> _Рабочая задача_: Повторите весь приведенный ниже материал слово в слово. Изображения в ответ не включайте.

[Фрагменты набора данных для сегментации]
================================

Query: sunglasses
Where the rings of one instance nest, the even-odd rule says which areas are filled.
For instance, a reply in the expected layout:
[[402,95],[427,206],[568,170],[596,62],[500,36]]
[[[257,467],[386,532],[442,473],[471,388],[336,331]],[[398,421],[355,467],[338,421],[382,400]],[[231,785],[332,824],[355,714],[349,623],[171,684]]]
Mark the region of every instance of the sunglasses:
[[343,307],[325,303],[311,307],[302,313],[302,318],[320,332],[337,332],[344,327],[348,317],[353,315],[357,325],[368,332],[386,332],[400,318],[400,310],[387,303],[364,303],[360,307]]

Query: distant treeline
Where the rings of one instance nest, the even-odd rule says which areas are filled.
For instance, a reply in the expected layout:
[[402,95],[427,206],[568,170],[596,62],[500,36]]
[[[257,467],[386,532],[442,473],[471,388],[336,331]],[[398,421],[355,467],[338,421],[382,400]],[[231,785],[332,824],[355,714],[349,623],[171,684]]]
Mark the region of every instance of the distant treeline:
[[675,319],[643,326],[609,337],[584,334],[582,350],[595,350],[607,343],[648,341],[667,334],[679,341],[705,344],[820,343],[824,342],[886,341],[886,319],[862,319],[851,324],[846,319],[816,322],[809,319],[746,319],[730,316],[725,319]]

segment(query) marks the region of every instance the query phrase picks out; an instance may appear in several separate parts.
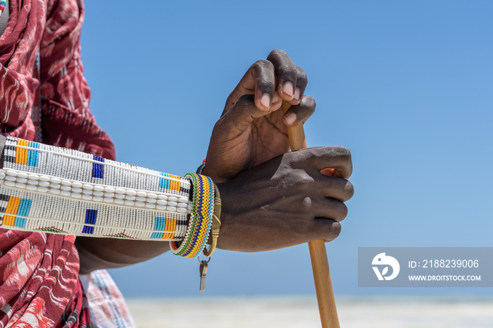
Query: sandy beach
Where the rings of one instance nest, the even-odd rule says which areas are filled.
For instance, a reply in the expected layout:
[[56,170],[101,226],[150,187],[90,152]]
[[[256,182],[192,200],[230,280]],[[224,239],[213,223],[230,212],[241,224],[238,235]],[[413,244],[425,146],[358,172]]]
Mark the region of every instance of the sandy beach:
[[[312,297],[129,299],[139,328],[320,327]],[[337,298],[342,327],[492,327],[493,298]]]

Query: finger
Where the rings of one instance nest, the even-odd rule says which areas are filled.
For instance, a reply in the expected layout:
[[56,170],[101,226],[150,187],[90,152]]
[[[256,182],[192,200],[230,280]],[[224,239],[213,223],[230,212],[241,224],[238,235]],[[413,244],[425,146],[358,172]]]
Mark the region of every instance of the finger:
[[[351,152],[346,147],[328,146],[300,149],[289,153],[292,154],[294,163],[299,162],[299,165],[308,162],[315,170],[320,172],[325,168],[333,168],[337,175],[348,179],[353,172],[353,162]],[[296,165],[294,165],[296,166]]]
[[297,105],[303,99],[308,78],[304,70],[294,65],[282,50],[276,49],[269,53],[267,60],[274,65],[277,77],[277,93],[292,105]]
[[347,206],[343,202],[330,198],[315,202],[313,213],[316,217],[331,219],[341,222],[347,216]]
[[347,201],[354,194],[354,187],[349,181],[342,177],[330,177],[320,174],[316,182],[316,191],[324,197],[330,197],[339,201]]
[[238,133],[244,131],[255,118],[264,116],[273,111],[258,109],[255,104],[255,96],[253,94],[245,94],[226,112],[216,125],[226,129],[230,133]]
[[260,110],[267,111],[273,103],[278,101],[279,96],[275,92],[274,65],[272,63],[263,59],[250,66],[227,97],[223,114],[244,94],[254,94],[256,106]]
[[332,241],[341,233],[341,224],[334,220],[316,217],[312,225],[311,240],[324,239],[325,241]]
[[289,127],[294,126],[300,122],[305,122],[315,112],[315,100],[311,96],[304,96],[299,105],[287,110],[282,118],[285,124]]

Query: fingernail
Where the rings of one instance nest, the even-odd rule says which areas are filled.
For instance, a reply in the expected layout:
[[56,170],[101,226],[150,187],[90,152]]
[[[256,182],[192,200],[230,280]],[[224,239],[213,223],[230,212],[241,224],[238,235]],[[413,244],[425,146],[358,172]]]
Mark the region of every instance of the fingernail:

================================

> _Письменный ответ_:
Query: sunglasses
Where the rings of one instance nest, the even-odd rule says which areas are filled.
For instance, a reply in the expected layout:
[[402,95],[427,206],[568,170],[596,62],[500,36]]
[[[257,467],[386,532],[442,473],[471,388],[336,331]],[[398,421],[355,467],[338,421],[382,400]],[[231,785],[332,824],[355,714],[349,623],[171,684]]]
Mark the region of every instance of the sunglasses:
[[343,307],[325,303],[311,307],[302,313],[302,318],[320,332],[337,332],[344,327],[348,317],[353,315],[357,325],[368,332],[386,332],[400,318],[400,310],[387,303],[364,303],[360,307]]

Query: distant treeline
Where the rings of one instance nest, the even-odd rule says which areas are filled.
For instance, a reply in the expected layout:
[[402,95],[427,206],[568,170],[596,62],[500,36]]
[[[257,467],[386,532],[442,473],[471,388],[336,331]],[[398,421],[355,467],[338,421],[382,400]],[[231,785],[332,824],[355,714],[349,623],[171,684]]]
Mark the region of every instance of the distant treeline:
[[675,319],[643,326],[609,337],[584,334],[582,350],[595,350],[607,343],[648,341],[667,334],[679,341],[705,344],[820,343],[824,342],[886,341],[886,319],[862,319],[851,324],[846,319],[816,322],[809,319],[746,319],[730,316],[725,319]]

segment(query) marks the region of every instance the query phrase picks out; an instance may appear in several separate parts.
Query: sandy beach
Where the rings of one instance nest, the even-odd rule says which areas are filled.
For instance, a reply in the expected layout:
[[56,170],[101,226],[150,187],[90,152]]
[[[256,182],[192,200],[230,280]],[[224,239],[213,223],[230,212],[241,224],[238,235]],[[413,244],[425,146],[358,172]]]
Mark the region of every instance of the sandy beach:
[[[312,297],[129,299],[139,328],[320,327]],[[337,298],[342,327],[492,327],[493,298]]]

Query: finger
Where the rings of one instance nest, the even-odd rule says which areas are filled.
For instance, a reply in the expected layout:
[[56,170],[101,226],[150,187],[90,152]]
[[[256,182],[192,200],[230,280]],[[224,239],[213,223],[230,212],[241,224],[238,235]],[[413,244],[425,146],[358,172]]]
Mark the region of every instance of the finger:
[[[351,152],[346,147],[328,146],[300,149],[289,153],[292,154],[294,163],[299,162],[299,165],[308,162],[315,170],[320,172],[325,168],[333,168],[337,175],[348,179],[353,172],[353,162]],[[296,165],[294,165],[296,166]]]
[[297,105],[303,99],[308,78],[304,70],[294,65],[282,50],[276,49],[269,53],[267,60],[274,65],[277,77],[277,93],[292,105]]
[[347,206],[343,202],[330,198],[315,202],[313,213],[316,217],[331,219],[341,222],[347,216]]
[[347,201],[354,194],[354,187],[349,181],[342,177],[330,177],[320,174],[316,182],[316,191],[324,197],[330,197],[339,201]]
[[238,133],[244,131],[255,118],[264,116],[273,111],[258,109],[255,104],[255,96],[253,94],[245,94],[226,112],[216,125],[226,129],[230,133]]
[[260,110],[267,111],[273,103],[278,101],[279,96],[275,92],[274,65],[272,63],[263,59],[250,66],[227,97],[223,114],[244,94],[254,94],[256,106]]
[[332,241],[341,233],[341,224],[334,220],[316,217],[312,225],[311,240],[324,239],[325,241]]
[[289,127],[294,126],[300,122],[305,122],[315,112],[315,100],[311,96],[304,96],[299,105],[287,110],[282,118],[285,124]]

Query: fingernail
Where the rings of one instance nest, the even-odd rule says which areas are filled.
For instance, a reply in the expected layout:
[[56,170],[101,226],[150,187],[90,152]]
[[[256,182],[192,200],[230,280]],[[224,239],[213,223],[230,212],[241,224],[238,235]],[[413,244],[425,146],[358,172]]]
Mark the region of every instance of the fingernail:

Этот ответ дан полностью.